- _Your task_
Transcribe the lines of the records starting with the one that has "[point] every instance of the man's ear" in it and ending with the last, and transcribe nothing else.
** start Source material **
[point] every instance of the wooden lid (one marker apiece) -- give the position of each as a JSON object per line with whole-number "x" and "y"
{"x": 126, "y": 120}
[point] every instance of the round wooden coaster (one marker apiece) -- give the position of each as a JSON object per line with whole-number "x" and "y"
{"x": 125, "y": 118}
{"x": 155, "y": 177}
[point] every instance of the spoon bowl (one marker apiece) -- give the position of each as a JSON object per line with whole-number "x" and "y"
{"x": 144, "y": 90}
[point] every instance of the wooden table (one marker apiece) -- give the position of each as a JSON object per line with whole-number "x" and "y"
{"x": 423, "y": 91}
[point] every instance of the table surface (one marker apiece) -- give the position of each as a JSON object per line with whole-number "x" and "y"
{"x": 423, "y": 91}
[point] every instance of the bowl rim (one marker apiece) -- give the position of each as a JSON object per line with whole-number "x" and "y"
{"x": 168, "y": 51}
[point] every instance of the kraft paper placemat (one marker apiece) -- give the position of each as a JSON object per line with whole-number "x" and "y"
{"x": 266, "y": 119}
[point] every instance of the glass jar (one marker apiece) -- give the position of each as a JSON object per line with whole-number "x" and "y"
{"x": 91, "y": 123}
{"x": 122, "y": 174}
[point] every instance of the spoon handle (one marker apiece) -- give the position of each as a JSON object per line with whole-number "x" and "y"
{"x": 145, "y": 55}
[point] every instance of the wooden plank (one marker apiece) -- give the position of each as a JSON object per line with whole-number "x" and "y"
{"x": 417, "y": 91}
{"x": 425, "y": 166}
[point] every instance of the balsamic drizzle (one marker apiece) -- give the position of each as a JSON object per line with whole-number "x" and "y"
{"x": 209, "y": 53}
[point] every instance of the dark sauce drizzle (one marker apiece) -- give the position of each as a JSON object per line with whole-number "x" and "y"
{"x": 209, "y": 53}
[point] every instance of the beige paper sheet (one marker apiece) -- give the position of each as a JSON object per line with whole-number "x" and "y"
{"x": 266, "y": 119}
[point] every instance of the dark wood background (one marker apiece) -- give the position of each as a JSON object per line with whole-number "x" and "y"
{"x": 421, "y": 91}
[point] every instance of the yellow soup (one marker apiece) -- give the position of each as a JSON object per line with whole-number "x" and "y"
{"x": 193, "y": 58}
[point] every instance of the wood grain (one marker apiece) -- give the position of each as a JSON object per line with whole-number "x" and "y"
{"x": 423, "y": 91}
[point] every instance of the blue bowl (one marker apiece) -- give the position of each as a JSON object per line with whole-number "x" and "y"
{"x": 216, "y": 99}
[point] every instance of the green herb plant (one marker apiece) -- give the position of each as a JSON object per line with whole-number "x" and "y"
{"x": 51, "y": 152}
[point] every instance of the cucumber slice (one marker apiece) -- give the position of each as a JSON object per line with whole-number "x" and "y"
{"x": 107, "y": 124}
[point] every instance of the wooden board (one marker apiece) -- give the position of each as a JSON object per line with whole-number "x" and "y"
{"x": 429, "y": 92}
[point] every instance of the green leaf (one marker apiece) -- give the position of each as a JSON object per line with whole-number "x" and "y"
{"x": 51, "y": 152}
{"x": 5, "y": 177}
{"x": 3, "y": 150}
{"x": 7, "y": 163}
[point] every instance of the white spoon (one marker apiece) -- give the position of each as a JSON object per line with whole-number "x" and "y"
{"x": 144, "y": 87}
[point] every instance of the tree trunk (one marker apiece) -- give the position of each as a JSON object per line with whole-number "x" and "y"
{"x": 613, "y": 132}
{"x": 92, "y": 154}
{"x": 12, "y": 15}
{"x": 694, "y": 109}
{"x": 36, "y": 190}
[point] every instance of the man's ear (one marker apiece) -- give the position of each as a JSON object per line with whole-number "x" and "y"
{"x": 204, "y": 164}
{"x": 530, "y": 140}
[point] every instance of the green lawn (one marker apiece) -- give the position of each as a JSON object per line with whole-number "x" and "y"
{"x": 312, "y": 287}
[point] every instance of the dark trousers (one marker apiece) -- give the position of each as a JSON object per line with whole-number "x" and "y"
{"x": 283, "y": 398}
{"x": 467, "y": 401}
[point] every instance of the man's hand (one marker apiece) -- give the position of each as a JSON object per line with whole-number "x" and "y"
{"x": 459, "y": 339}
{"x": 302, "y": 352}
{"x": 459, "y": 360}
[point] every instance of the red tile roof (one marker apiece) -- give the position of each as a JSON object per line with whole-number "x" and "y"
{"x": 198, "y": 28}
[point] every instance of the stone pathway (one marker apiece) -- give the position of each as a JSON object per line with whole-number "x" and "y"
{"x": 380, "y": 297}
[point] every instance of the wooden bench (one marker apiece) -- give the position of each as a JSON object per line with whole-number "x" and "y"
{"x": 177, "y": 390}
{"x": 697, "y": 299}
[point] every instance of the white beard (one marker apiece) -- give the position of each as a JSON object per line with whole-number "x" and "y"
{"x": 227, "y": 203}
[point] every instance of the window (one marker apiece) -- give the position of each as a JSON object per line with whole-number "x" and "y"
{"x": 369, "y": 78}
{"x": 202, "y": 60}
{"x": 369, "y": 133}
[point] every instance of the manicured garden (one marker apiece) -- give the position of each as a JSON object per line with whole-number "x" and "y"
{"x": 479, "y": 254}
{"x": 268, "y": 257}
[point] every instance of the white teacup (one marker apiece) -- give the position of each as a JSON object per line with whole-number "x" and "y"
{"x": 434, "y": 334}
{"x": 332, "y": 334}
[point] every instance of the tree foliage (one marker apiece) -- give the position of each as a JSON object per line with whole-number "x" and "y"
** end Source material **
- _Response to this exercise_
[point] every instance of the man's ear (one marker apiece) -- give the position of each as a JSON object per line with whole-number "x" and "y"
{"x": 204, "y": 164}
{"x": 530, "y": 140}
[point] every instance of the green lawn (one marker apiece) -- give the position of each as a JSON object per line with whole-number "x" and "y"
{"x": 312, "y": 287}
[point] every instance of the dark trousers (one marker apiece) -- give the position of each as a JSON object per line with whole-number "x" and "y"
{"x": 283, "y": 398}
{"x": 467, "y": 401}
[point] every instance of the man's hand (one marker apiece) -- give the position of each as a JSON object per line with whole-number "x" and "y"
{"x": 459, "y": 339}
{"x": 302, "y": 352}
{"x": 459, "y": 360}
[point] every instance of the red tile roof (one marker apiece) -- give the position of each as a JSON object per line with whole-number "x" and "y"
{"x": 198, "y": 28}
[point] every instance of the stone pathway (one marker apiece) -- give the position of each as a JSON object per line with whole-number "x" and "y"
{"x": 380, "y": 297}
[point] every instance of the wooden bench (one marker apiece) -- give the position of each as a JSON object per line with whole-number "x" and "y"
{"x": 177, "y": 390}
{"x": 697, "y": 299}
[point] every instance of the white beard (one marker apiece) -- give the position of each as a JSON object per line with whole-number "x" and "y"
{"x": 227, "y": 203}
[point] every instance of the window (one marker apiece) -- give the position of each as a JSON object per line with whole-number "x" and "y"
{"x": 369, "y": 78}
{"x": 202, "y": 60}
{"x": 369, "y": 133}
[point] every instance of the manicured garden (one marker apiece) -- give the position of each as a JSON object per line with whole-number "x" and "y"
{"x": 479, "y": 254}
{"x": 268, "y": 257}
[point] every instance of the white teacup (one marker apiece) -- give the position of each as a JSON object per line with whole-number "x" and "y"
{"x": 434, "y": 334}
{"x": 332, "y": 334}
[point] every instance of the tree foliage (one marker apiece) -- give the position of each as a JSON object per line with whole-number "x" and "y"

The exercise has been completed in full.